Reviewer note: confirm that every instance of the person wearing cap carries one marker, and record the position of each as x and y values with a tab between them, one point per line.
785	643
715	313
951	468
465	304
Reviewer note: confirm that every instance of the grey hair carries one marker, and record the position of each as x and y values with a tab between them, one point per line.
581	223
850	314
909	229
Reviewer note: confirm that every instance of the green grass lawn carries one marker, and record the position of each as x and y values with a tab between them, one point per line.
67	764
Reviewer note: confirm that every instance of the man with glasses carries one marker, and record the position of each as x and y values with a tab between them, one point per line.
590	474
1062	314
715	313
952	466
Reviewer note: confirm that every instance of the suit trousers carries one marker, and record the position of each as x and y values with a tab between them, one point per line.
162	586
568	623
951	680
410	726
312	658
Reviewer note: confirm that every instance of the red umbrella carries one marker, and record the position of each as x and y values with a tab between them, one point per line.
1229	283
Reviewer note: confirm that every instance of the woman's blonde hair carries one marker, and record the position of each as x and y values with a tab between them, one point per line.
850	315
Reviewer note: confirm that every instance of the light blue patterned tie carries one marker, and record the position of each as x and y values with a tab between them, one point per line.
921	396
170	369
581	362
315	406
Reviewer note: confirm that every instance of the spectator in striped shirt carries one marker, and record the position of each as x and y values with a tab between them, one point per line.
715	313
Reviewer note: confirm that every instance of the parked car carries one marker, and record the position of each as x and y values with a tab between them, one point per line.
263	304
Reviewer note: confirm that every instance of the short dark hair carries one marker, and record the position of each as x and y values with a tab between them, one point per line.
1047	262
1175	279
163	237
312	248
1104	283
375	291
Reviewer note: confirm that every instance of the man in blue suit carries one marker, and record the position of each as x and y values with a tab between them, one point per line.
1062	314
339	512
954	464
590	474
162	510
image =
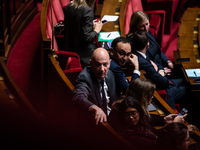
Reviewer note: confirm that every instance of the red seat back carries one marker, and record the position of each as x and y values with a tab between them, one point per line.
133	5
58	10
64	3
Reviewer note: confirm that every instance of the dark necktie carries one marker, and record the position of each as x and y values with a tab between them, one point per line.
170	82
153	64
104	97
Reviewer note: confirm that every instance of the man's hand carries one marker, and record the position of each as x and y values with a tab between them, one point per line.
161	72
167	71
180	118
134	61
99	114
191	128
169	118
174	118
170	64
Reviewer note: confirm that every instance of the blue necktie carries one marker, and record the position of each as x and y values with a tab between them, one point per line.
104	97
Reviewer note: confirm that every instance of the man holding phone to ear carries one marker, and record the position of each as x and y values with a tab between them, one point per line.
120	54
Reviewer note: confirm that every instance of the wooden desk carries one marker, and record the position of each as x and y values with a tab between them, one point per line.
191	14
188	45
195	87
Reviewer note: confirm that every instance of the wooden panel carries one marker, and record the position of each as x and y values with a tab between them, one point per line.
188	28
187	42
14	17
111	8
191	14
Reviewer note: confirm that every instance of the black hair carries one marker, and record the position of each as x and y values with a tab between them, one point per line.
117	40
139	40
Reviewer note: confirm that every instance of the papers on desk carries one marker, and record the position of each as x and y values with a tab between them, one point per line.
108	36
151	107
193	72
109	18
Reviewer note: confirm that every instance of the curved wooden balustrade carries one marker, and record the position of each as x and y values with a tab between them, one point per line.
189	44
64	114
15	16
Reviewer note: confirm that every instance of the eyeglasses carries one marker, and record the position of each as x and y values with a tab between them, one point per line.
188	140
123	53
131	113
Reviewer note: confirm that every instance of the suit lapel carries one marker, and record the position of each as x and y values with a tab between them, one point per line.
96	87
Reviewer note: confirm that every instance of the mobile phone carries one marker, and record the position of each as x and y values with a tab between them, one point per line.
183	112
104	21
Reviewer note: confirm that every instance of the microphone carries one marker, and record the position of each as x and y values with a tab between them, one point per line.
53	52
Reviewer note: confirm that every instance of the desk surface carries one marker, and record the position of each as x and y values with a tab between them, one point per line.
188	44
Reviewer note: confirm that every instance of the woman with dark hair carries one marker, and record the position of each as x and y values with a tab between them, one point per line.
129	119
81	29
175	136
143	89
140	22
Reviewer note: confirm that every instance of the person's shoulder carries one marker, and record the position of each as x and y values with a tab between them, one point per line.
85	73
114	65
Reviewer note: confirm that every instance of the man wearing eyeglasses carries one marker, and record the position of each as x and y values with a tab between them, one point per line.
120	54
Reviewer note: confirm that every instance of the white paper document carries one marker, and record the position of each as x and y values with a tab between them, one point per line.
193	72
107	36
110	17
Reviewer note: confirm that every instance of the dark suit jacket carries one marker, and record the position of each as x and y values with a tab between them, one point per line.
79	35
160	81
121	81
86	92
154	52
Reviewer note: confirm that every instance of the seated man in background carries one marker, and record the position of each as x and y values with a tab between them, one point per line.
95	89
120	53
174	87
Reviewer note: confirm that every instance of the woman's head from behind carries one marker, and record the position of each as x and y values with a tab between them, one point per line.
131	112
78	3
139	21
143	90
174	136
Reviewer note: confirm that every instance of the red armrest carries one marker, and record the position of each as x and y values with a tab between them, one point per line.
160	31
169	6
58	10
162	94
64	3
68	54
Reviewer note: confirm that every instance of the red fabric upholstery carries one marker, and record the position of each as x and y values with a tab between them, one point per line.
57	8
70	64
155	24
162	94
64	3
169	6
55	21
158	30
68	61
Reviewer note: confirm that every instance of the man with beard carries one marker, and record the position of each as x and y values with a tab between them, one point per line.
90	92
120	53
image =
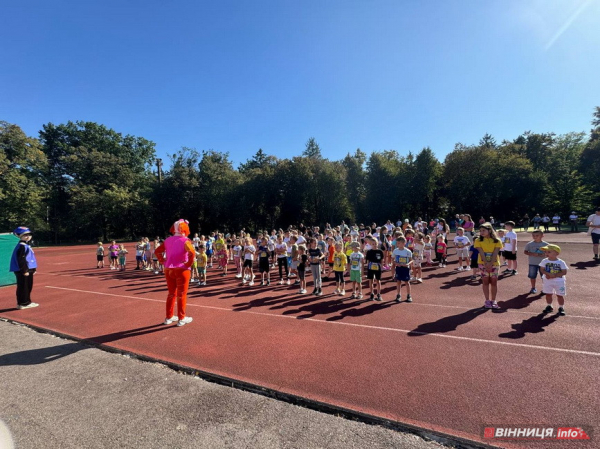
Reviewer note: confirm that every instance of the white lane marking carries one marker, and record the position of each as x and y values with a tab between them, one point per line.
364	326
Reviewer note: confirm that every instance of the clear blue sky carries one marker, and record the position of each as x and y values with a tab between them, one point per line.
236	76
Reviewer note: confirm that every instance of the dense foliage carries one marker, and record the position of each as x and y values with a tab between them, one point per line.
82	181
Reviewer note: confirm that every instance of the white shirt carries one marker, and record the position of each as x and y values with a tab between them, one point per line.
461	241
595	220
508	245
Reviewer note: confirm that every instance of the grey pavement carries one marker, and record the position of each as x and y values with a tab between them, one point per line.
56	393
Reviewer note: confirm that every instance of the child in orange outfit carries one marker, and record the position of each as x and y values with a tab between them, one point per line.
180	255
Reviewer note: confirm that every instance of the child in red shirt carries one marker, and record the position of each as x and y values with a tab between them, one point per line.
441	250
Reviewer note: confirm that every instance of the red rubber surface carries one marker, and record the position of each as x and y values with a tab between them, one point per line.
442	362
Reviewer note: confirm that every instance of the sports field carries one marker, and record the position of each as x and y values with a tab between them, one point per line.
442	362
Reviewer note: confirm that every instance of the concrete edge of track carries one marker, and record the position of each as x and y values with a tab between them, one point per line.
427	434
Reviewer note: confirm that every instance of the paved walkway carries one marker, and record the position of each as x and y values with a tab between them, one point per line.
60	394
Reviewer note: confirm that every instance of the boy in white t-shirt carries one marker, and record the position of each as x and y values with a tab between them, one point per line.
593	224
554	271
462	244
510	248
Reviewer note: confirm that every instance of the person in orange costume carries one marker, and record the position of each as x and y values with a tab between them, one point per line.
179	258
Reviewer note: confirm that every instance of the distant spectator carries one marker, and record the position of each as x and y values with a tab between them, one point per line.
593	224
573	218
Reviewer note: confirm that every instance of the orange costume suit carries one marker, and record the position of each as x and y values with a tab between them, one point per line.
180	256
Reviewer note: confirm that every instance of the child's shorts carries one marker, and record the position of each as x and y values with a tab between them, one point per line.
374	274
263	265
493	273
555	285
534	270
355	276
402	274
463	253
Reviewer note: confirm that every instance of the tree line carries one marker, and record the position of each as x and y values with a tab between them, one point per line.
81	181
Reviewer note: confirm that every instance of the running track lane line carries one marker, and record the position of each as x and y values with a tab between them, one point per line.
364	326
414	304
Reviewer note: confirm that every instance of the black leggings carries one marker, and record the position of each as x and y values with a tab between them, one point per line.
282	262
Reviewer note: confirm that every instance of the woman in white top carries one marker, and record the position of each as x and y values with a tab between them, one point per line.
593	224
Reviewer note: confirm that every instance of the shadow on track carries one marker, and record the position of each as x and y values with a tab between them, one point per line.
45	355
448	323
533	325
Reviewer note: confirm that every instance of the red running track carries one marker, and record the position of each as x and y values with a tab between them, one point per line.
441	363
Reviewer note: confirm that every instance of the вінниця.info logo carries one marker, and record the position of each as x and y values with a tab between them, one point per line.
536	433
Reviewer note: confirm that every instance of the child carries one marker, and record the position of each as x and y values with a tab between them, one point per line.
440	250
202	261
100	256
427	249
356	261
534	250
402	261
114	255
122	257
473	255
510	248
418	257
281	252
374	260
209	251
249	251
502	237
237	257
488	247
221	253
339	268
263	262
302	261
315	255
554	271
462	243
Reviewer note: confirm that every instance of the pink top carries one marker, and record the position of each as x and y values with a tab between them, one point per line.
179	251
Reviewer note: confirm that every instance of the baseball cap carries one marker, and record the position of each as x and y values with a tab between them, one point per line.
551	248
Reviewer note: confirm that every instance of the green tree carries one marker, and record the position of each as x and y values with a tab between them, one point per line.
21	188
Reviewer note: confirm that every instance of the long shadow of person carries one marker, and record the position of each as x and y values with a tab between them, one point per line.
49	354
585	265
448	323
518	302
533	325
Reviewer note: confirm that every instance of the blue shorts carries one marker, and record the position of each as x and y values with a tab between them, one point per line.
534	270
402	274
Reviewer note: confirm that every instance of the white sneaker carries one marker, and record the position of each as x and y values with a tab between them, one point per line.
31	305
186	320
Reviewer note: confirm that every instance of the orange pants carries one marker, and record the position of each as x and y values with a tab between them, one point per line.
178	281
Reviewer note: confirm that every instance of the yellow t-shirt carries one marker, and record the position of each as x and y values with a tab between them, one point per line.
202	260
486	248
339	261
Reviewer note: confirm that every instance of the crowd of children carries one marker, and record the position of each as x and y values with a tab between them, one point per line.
337	253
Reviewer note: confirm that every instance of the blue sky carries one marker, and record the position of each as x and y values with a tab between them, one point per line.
236	76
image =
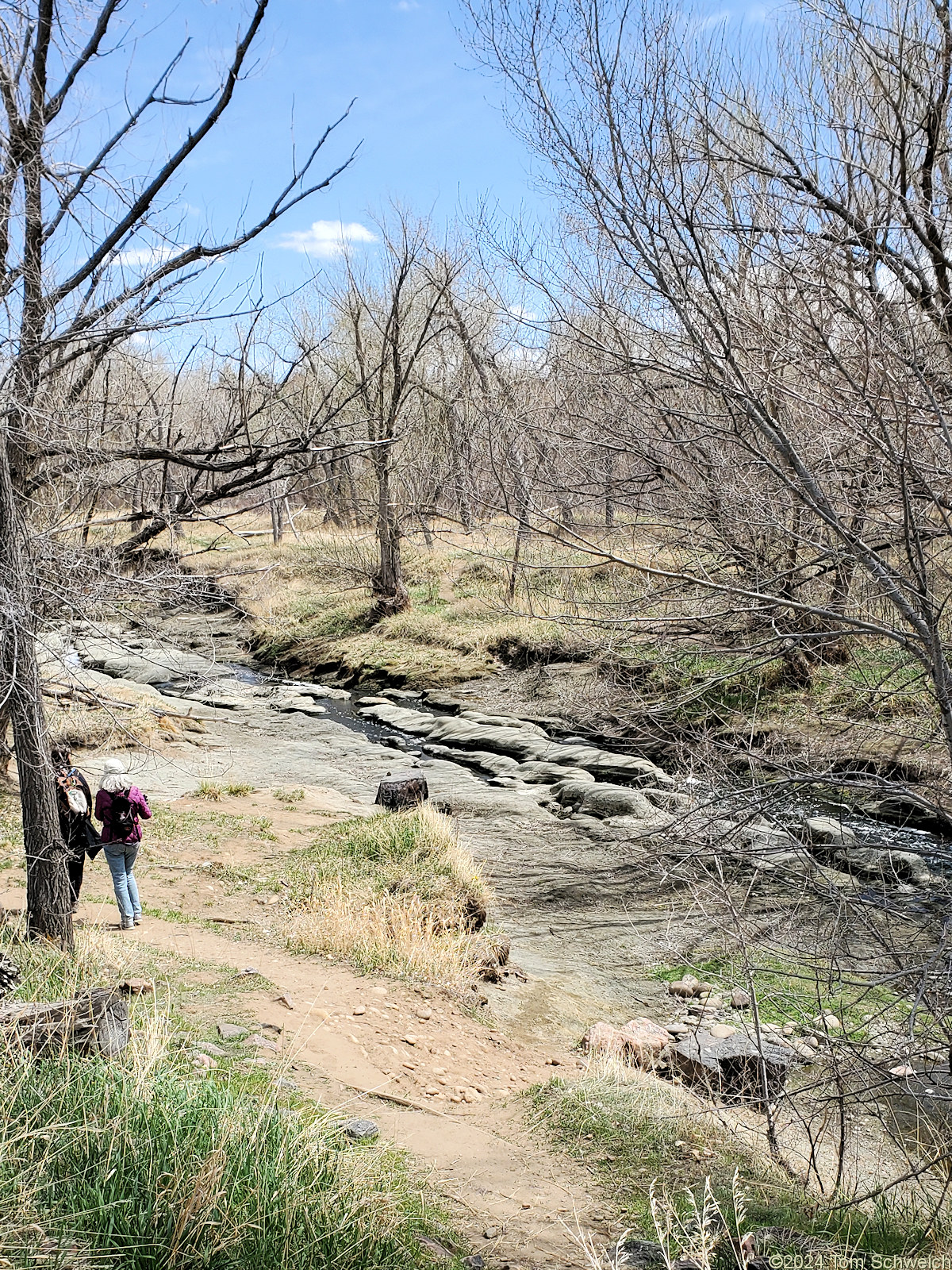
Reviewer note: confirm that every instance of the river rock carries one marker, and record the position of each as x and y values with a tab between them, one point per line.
603	800
730	1066
319	691
892	867
520	741
443	702
497	765
501	722
298	705
547	774
908	810
154	664
827	831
= = = = = = =
The request
Beginning at the line with "Reviewer note: confirm that every instance of the crowd", reproduce each line exactly through the last line of the records above, with pictures left out.

Finished answer
Reviewer note: confirm that every instance of the crowd of children carries one marker, and record the position of each as x and y values with a tab between them, one point per line.
337	253
Reviewer note: confirm that every instance of the blue sky carries one marker, and record the position of each as x and y values with a tab between them, one point per line.
236	76
image =
Reviewer note: confirm that every instance of the river rock carries one marker, and record the position of each as x and y values with a tab between them, one point per line.
603	800
730	1066
319	691
892	867
520	741
443	702
497	765
501	722
298	705
547	774
908	810
154	664
827	831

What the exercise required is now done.